▶ _Aim of the exercise_
Continue the write-up on predicting pet life expectancy from the point where it stops.

▶ _Given passage_
---*---
Predicting Pet Life Expectancy: An AI Hackathon Challenge
MARS hosts an internal data science/AI hackathon every year, and for 2022 the challenge was to create a model that could predict pet life expectancy based on medical history.
I decided to compete this year to take a break from my daily deep learning work and exercise some AI muscles I hadn’t used in a while (regression problems and tabular data 😅):
The model I submitted scored an RMSE of 0.695 years (8 months).
The training data consisted of the medical history of 2000 pets (canine and feline), including the age that they passed away (e.g. 10.856 years).
The test data contained the medical history of 1000 pets.
The basic workflow was:
Exploratory Data Analysis to understand the data and remove any obvious bad data (e.g. pets with age in negative years)
Basic feature selection (about 15 columns of data; e.g. number of vet visits over lifetime)
---*---
▶ _Record set_
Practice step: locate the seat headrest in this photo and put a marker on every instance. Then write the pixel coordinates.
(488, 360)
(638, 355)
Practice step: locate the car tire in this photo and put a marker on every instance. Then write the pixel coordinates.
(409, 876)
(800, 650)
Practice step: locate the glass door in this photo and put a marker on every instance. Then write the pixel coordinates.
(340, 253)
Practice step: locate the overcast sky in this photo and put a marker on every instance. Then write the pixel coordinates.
---*---
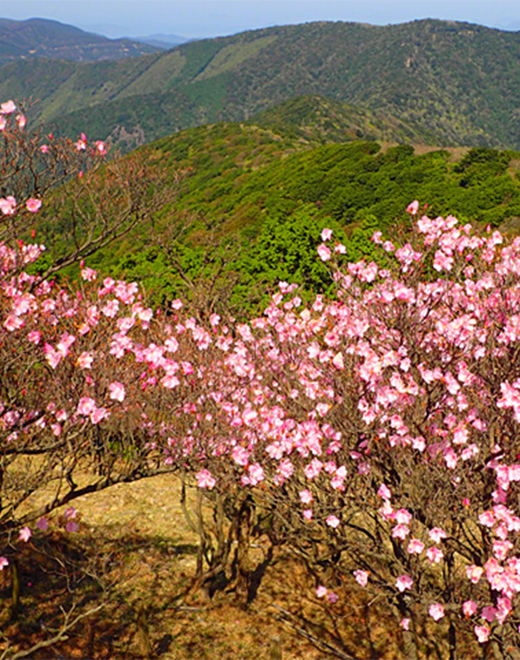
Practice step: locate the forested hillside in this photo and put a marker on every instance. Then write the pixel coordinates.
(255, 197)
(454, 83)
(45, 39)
---*---
▶ _Written answer_
Feature Engineering; creating new features from our understanding of the data. (over 3k features/columns)
Final Feature Selection; Using feature selection packages to determine which features had the biggest impact on our RMSE. (down to ~500 columns)
Baseline model testing (XGBOOST, CatBoost, LightGBM). LightGBM had the best RMSE scores and was the fastest to train.
Hyperparameter Tuning; Used Optuna and LightGBMTuner to find the best Hyperparameters for our model.
Final round of training and testing before model submission!
Technology Used:
Python 🐍
LightGBM ⚡
Optuna 📊
Honorable Mentions
CatBoost
XGBoost
3rd Place had and RMSE of 0.687 and first had 0.661, a very close competition!